Short task 1: Print exactly, as they stand, the lines of the records that open with the line containing "The query is: flat stone" and run through the final line of the records, including both of those lines.

Excerpted passage:
## start
SMD-Nets: Stereo Mixture Density Networks

Overview

SMD-Nets: Stereo Mixture Density Networks

Alt text

This repository contains a Pytorch implementation of "SMD-Nets: Stereo Mixture Density Networks" (CVPR 2021) by Fabio Tosi, Yiyi Liao, Carolin Schmitt and Andreas Geiger

Contributions:

  • A novel learning framework for stereo matching that exploits compactly parameterized bimodal mixture densities as output representation and can be trained using a simple likelihood-based loss function. Our simple formulation lets us avoid bleeding artifacts at depth discontinuities and provides a measure for aleatoric uncertainty.

  • A continuous function formulation aimed at estimating disparities at arbitrary spatial resolution with constant memory footprint.

  • A new large-scale synthetic binocular stereo dataset with ground truth disparities at 3840×2160 resolution, comprising photo-realistic renderings of indoor and outdoor environments.
## end
Input rows:
## start
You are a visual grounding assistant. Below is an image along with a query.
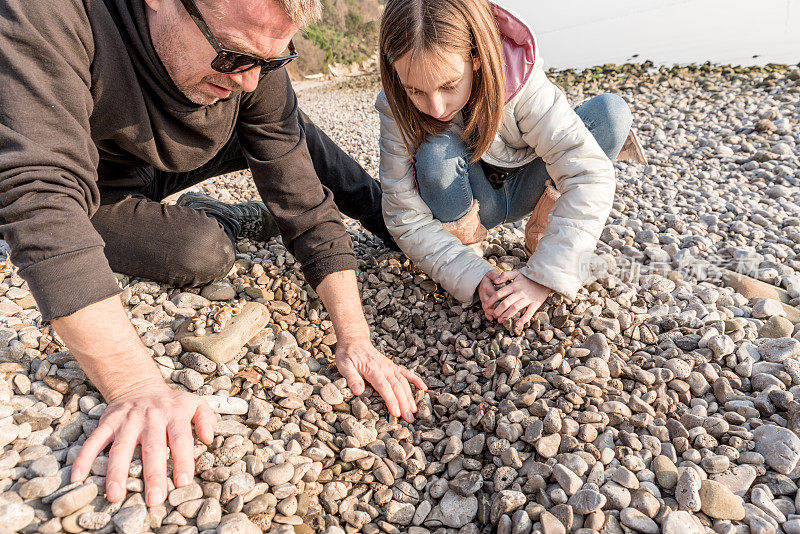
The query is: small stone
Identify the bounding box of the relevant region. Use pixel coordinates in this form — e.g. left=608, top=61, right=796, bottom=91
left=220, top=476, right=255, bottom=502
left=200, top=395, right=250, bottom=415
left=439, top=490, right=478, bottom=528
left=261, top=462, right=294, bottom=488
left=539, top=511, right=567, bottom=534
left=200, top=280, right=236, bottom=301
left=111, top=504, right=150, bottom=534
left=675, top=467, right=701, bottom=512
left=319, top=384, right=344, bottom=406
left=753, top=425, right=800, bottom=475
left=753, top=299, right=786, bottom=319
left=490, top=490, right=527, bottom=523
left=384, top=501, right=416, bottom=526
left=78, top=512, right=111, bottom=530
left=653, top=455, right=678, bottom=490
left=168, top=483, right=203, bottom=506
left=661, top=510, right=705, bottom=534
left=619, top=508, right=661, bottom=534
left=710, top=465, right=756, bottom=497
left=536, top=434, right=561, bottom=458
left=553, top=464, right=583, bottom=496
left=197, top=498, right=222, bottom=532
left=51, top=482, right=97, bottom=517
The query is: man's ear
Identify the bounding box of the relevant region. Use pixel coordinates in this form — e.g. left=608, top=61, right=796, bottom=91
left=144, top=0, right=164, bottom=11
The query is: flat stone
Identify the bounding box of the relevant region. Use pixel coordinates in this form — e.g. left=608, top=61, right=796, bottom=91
## end
Short task 2: Output verbatim the part of the text on SMD-Nets that opens with the words containing "This repository contains" and closes with "and outdoor environments.".

Response 1:
The query is: flat stone
Identify the bounding box of the relevant region. Use pixel coordinates in this form — e.g. left=608, top=61, right=796, bottom=91

Response 2:
This repository contains a Pytorch implementation of "SMD-Nets: Stereo Mixture Density Networks" (CVPR 2021) by Fabio Tosi, Yiyi Liao, Carolin Schmitt and Andreas Geiger

Contributions:

  • A novel learning framework for stereo matching that exploits compactly parameterized bimodal mixture densities as output representation and can be trained using a simple likelihood-based loss function. Our simple formulation lets us avoid bleeding artifacts at depth discontinuities and provides a measure for aleatoric uncertainty.

  • A continuous function formulation aimed at estimating disparities at arbitrary spatial resolution with constant memory footprint.

  • A new large-scale synthetic binocular stereo dataset with ground truth disparities at 3840×2160 resolution, comprising photo-realistic renderings of indoor and outdoor environments.